Given exercise 1
Reproduce word for word the part of the passage on measuring boric acid by conductivity that runs from "With a little" down to "of the sample.".

Text shown
--- Start ---
A mixing chamber 66 may be provided on line 59 to facilitate complete mixing of the sample and reagent. To ensure the two conductivity measurements are strictly comparable, it is desirable to equalize the flows through lines 58 and 59. For this purpose flowmeters 67 and 68 and control valves 69 and 70 are inserted in lines 58 and 59 respectively and a chamber 71 identical to mixing chamber 66 is inserted in line 58.

To further conserve on the amount of sample and reagent utilized, the operation of injection device 60 may be controlled by a timer 72 to provide for intermittent injection of a controlled volume of sample into line 59. The concentration of reagent may be reduced so long as chamber 66 contains a controlled excess of the reagent each time a sample is injected. The boric acid quickly reacts with the basic reagent in chamber 66 producing a temporary decrease in conductivity sensed by conductivity cell 63 which shows up as a peak on recorder 65. In either the direct or intermittent methods of operation, the recorder may be calibrated to provide a direct readout in concentration of boric acid in the sample being measured by injecting standard samples of known concentration through the system

With a little modification, the apparatus shown in FIG. 4 can also be utilized to advantage to inject a controlled excess of reagent into a flowing sample stream instead of injecting a sample into the reagent stream as shown in FIG. 4. This technique eliminates distortion due to background conductivity of the sample.
--- End ---
Provided information
--- Start ---
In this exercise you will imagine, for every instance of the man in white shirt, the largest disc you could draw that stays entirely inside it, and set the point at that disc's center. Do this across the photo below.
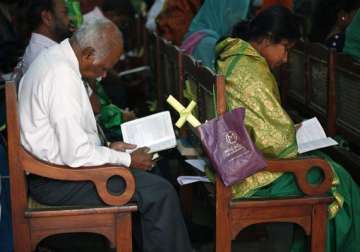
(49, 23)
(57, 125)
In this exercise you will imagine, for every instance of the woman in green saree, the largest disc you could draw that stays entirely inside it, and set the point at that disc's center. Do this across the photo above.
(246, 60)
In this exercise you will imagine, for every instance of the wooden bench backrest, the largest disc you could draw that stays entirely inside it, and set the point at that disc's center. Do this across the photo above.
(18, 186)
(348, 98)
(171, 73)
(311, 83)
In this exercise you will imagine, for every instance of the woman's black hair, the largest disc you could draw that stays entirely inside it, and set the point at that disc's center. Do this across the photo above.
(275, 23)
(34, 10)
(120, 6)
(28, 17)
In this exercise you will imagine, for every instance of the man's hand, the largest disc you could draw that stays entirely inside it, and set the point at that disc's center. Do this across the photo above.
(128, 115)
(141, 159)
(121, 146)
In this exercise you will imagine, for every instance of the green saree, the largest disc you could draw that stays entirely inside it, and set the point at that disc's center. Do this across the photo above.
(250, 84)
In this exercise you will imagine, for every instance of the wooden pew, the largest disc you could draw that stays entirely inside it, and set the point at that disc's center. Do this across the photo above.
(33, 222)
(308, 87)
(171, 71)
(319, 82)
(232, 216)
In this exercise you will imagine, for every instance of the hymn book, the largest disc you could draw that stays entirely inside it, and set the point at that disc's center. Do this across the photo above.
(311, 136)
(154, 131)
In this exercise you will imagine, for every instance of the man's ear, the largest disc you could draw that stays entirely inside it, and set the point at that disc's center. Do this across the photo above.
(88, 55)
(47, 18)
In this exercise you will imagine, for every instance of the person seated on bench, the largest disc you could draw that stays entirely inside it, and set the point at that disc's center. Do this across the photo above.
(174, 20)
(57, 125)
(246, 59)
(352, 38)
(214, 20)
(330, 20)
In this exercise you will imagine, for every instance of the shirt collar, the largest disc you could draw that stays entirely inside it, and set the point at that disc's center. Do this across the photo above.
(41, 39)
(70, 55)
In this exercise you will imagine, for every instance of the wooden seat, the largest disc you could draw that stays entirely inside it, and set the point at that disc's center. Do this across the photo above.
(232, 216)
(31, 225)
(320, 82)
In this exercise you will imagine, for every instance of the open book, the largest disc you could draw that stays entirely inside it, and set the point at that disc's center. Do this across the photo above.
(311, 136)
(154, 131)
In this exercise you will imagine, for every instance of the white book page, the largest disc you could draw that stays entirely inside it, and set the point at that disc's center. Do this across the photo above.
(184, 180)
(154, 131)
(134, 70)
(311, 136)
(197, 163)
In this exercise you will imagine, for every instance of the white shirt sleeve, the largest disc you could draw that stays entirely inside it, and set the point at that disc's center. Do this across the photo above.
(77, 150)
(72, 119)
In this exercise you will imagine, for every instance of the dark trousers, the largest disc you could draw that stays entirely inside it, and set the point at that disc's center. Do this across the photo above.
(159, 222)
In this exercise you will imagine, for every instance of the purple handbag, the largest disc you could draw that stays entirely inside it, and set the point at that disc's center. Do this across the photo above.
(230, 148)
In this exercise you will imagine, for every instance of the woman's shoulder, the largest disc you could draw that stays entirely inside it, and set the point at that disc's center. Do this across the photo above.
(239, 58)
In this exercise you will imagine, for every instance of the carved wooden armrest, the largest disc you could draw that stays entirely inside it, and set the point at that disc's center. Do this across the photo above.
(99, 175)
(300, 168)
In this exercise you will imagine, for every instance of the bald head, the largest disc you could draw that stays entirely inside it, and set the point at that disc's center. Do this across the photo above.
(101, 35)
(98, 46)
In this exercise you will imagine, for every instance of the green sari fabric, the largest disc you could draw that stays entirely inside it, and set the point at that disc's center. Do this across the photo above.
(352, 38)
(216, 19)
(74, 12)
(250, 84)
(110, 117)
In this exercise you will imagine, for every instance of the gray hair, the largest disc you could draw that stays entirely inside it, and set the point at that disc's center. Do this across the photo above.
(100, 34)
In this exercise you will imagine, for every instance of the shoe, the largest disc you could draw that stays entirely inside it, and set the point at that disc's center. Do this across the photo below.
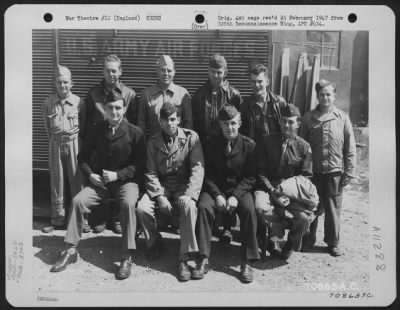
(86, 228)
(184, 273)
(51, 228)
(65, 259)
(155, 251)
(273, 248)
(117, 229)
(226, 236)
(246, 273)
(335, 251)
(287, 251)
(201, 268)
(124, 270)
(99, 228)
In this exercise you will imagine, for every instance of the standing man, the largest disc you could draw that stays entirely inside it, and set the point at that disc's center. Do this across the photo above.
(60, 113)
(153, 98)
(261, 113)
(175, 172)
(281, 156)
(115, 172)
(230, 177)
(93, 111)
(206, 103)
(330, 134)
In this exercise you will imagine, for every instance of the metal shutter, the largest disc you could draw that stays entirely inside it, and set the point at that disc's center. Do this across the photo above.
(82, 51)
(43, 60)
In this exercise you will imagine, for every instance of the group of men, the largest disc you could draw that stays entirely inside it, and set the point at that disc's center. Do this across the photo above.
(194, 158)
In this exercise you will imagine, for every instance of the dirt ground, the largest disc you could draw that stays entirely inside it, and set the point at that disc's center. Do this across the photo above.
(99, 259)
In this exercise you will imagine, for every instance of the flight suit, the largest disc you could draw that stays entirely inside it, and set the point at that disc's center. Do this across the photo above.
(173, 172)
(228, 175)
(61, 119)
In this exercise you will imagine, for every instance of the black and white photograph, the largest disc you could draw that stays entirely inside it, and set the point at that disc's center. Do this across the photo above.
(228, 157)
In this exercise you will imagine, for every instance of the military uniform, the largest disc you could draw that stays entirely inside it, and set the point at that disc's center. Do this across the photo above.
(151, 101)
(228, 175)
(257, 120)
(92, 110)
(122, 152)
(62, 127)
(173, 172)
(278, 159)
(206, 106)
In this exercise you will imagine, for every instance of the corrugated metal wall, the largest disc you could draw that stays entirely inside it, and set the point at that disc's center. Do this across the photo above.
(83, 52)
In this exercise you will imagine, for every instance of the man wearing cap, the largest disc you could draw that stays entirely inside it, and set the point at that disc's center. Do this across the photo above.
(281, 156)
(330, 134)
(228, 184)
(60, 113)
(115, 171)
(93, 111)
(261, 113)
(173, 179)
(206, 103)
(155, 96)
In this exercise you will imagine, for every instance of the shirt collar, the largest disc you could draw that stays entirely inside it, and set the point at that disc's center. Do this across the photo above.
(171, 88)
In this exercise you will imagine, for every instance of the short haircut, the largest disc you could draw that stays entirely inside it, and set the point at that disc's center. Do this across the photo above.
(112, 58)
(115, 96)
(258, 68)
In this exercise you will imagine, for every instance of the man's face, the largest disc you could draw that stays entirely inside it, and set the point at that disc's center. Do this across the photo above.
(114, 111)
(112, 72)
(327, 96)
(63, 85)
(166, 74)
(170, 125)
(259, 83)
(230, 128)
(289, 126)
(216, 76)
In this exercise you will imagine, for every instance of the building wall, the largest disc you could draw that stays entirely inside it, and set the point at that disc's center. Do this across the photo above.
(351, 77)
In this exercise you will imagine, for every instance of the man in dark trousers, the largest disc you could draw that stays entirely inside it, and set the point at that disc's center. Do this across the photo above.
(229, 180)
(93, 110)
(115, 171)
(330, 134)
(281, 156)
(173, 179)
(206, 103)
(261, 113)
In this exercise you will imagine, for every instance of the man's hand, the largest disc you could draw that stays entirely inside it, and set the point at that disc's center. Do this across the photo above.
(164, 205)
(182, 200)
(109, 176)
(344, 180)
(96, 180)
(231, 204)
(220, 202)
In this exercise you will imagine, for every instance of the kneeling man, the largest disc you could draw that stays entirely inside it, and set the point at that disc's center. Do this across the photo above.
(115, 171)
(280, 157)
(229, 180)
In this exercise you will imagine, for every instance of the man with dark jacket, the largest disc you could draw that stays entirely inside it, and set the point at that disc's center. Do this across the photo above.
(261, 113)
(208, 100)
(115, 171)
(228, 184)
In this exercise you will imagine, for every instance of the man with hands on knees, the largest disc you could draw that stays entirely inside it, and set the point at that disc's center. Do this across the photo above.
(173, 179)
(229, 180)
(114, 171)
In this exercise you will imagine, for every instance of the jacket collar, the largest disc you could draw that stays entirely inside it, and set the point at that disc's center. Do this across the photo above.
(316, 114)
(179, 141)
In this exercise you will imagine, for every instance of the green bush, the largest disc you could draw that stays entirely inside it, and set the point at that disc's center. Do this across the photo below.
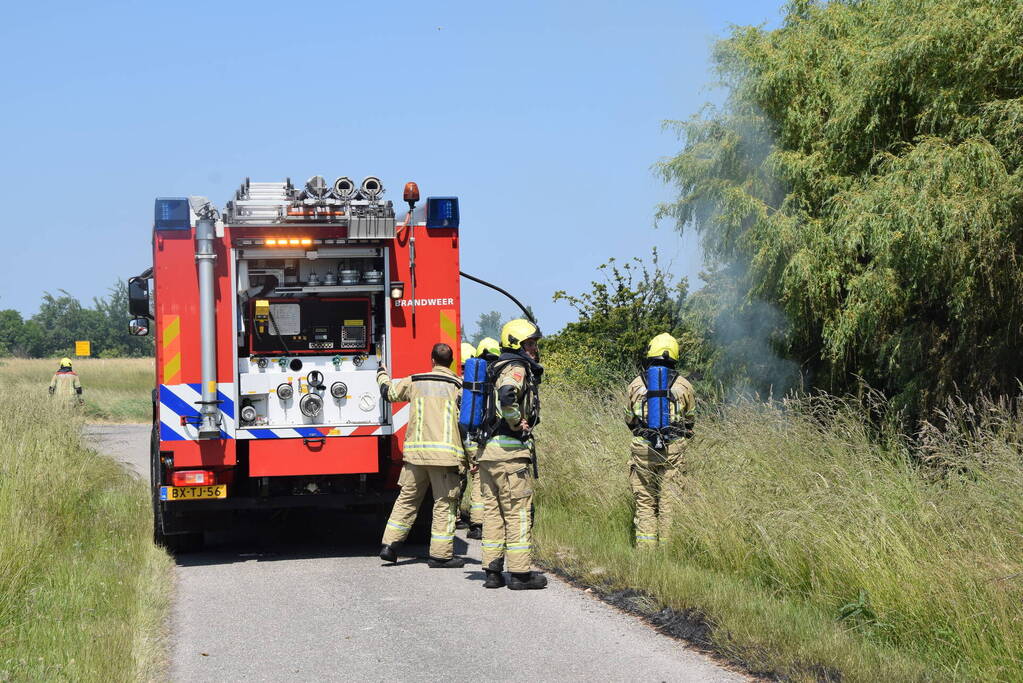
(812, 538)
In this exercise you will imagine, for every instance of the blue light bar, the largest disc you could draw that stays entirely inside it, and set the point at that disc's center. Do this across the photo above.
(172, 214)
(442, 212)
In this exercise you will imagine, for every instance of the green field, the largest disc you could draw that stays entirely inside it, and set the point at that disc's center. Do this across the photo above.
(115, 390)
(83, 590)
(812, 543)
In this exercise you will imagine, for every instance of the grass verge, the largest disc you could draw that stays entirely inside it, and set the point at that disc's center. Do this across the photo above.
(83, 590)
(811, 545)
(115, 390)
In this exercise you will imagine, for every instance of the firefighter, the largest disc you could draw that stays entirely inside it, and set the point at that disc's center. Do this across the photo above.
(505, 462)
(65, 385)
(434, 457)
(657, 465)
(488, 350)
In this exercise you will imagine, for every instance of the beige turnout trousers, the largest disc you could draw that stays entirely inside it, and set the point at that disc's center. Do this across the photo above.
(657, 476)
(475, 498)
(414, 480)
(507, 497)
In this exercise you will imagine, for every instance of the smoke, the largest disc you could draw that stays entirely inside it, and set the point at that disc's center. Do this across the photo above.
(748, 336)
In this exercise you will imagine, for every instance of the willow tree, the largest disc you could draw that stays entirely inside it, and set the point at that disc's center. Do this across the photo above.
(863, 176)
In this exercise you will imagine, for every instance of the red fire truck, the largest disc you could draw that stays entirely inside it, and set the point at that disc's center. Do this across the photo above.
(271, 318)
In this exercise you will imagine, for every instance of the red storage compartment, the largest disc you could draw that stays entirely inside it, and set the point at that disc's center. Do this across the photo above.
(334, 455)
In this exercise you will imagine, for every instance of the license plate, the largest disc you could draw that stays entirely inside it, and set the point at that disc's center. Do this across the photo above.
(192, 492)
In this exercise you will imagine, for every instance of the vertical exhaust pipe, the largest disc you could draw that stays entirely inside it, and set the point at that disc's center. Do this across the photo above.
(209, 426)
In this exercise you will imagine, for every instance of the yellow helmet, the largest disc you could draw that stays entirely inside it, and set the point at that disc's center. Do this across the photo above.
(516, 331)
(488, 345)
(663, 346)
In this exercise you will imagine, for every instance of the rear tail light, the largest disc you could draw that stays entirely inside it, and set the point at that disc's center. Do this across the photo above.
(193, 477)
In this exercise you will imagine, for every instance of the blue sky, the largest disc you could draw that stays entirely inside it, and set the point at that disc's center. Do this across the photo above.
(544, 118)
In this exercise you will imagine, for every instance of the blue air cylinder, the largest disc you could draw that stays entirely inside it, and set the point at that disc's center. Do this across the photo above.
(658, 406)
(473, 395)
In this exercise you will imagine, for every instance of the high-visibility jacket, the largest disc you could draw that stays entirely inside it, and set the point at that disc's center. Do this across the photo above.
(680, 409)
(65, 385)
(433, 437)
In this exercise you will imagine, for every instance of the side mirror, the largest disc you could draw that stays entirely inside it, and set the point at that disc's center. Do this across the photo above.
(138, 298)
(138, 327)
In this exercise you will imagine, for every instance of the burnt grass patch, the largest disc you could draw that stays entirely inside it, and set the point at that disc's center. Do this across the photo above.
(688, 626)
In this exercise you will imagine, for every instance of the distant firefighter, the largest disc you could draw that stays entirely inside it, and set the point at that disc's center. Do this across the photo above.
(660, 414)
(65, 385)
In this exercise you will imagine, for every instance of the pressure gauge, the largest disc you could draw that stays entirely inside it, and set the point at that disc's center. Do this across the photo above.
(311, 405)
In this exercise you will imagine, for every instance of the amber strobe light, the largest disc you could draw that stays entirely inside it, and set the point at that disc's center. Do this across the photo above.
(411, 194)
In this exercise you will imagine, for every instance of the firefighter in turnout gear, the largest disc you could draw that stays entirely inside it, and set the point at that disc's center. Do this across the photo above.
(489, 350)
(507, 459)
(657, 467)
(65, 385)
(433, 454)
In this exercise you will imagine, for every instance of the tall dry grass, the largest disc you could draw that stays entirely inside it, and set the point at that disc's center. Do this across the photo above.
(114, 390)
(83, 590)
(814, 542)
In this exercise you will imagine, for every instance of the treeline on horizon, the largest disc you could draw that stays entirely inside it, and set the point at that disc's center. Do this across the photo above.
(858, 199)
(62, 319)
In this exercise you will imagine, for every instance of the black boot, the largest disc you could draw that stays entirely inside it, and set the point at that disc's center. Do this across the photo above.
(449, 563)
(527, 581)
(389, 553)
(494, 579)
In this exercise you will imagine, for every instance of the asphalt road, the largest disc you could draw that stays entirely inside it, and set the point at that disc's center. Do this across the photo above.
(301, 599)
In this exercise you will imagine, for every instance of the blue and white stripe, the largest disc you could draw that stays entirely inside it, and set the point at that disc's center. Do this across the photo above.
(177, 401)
--- End ---
Given exercise 2
Work out how many lines of the rows above contain the string "book", and reply with that number alone.

Worked solution 1
With a little modification, the apparatus shown in FIG. 4 can also be utilized to advantage to inject a controlled excess of reagent into a flowing sample stream instead of injecting a sample into the reagent stream as shown in FIG. 4. This technique eliminates distortion due to background conductivity of the sample.

Worked solution 2
3